Tarefa 1: No trecho sobre a Lei da Inovação, qual instituição é apontada como a única que atua de forma expressiva na concessão de financiamento a juros subsidiados para a inovação?
Tarefa 2: Extraia do trecho, sem nenhuma alteração, a passagem que vai de "5. A Lei da" até "um desempenho pífio.".

Trecho para leitura:
^^^^

5. A Lei da Inovação introduziu conceitos de excepcional importância, com destaque para a subvenção econômica ser feita diretamente pelo Estado às empresas produtivas através de linhas de financiamento a juros subsidiados para a inovação e o desenvolvimento tecnológico. De forma expressiva, porém, apenas o BNDES atua nesse sentido, valendo-se de seus lucros, das amplas disponibilidades de caixa e da persistência de dirigentes. O Tesouro Nacional tem contingenciado de forma sistemática o Fundo Nacional de Desenvolvimento Científico e Tecnológico ( FNDC T ) , razão pela qual a Lei da Inovação tem apresentado um desempenho pífio.

6. A Lei de Incentivos Fiscais para a Inovação Tecnológica, recentemente aprovada, por pressão do Tesouro Nacional restringiu seus efeitos às grandes empresas, aquelas que já realizam P&D. Isso porque limitou sua aplicação, essencialmente, àquelas empresas que usam o sistema de lucro real, desconsiderando que mais de 90% das empresas em operação no País valem-se do sistema de lucro presumido por permitir a redução de despesas administrativas para o controle fiscal.

^^^^

(Dados de apontamento por expressões referenciais)
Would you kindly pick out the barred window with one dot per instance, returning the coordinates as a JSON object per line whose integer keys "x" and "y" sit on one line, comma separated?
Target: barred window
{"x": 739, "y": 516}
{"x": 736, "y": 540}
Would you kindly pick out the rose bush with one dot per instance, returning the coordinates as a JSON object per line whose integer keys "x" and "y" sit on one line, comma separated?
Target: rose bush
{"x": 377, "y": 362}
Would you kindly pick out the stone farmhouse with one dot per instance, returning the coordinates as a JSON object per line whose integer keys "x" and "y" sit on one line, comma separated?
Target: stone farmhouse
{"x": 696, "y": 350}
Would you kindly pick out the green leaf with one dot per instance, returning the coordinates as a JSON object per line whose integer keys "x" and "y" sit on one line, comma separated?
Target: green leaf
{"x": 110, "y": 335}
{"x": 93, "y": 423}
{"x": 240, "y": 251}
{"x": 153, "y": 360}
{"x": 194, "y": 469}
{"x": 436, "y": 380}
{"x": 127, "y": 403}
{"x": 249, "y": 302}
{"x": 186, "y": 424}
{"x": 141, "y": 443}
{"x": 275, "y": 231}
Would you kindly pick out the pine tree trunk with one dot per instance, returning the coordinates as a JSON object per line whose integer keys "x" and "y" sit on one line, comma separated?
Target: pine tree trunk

^^^^

Resolução da tarefa 1: O BNDES.

Resolução da tarefa 2:
5. A Lei da Inovação introduziu conceitos de excepcional importância, com destaque para a subvenção econômica ser feita diretamente pelo Estado às empresas produtivas através de linhas de financiamento a juros subsidiados para a inovação e o desenvolvimento tecnológico. De forma expressiva, porém, apenas o BNDES atua nesse sentido, valendo-se de seus lucros, das amplas disponibilidades de caixa e da persistência de dirigentes. O Tesouro Nacional tem contingenciado de forma sistemática o Fundo Nacional de Desenvolvimento Científico e Tecnológico ( FNDC T ) , razão pela qual a Lei da Inovação tem apresentado um desempenho pífio.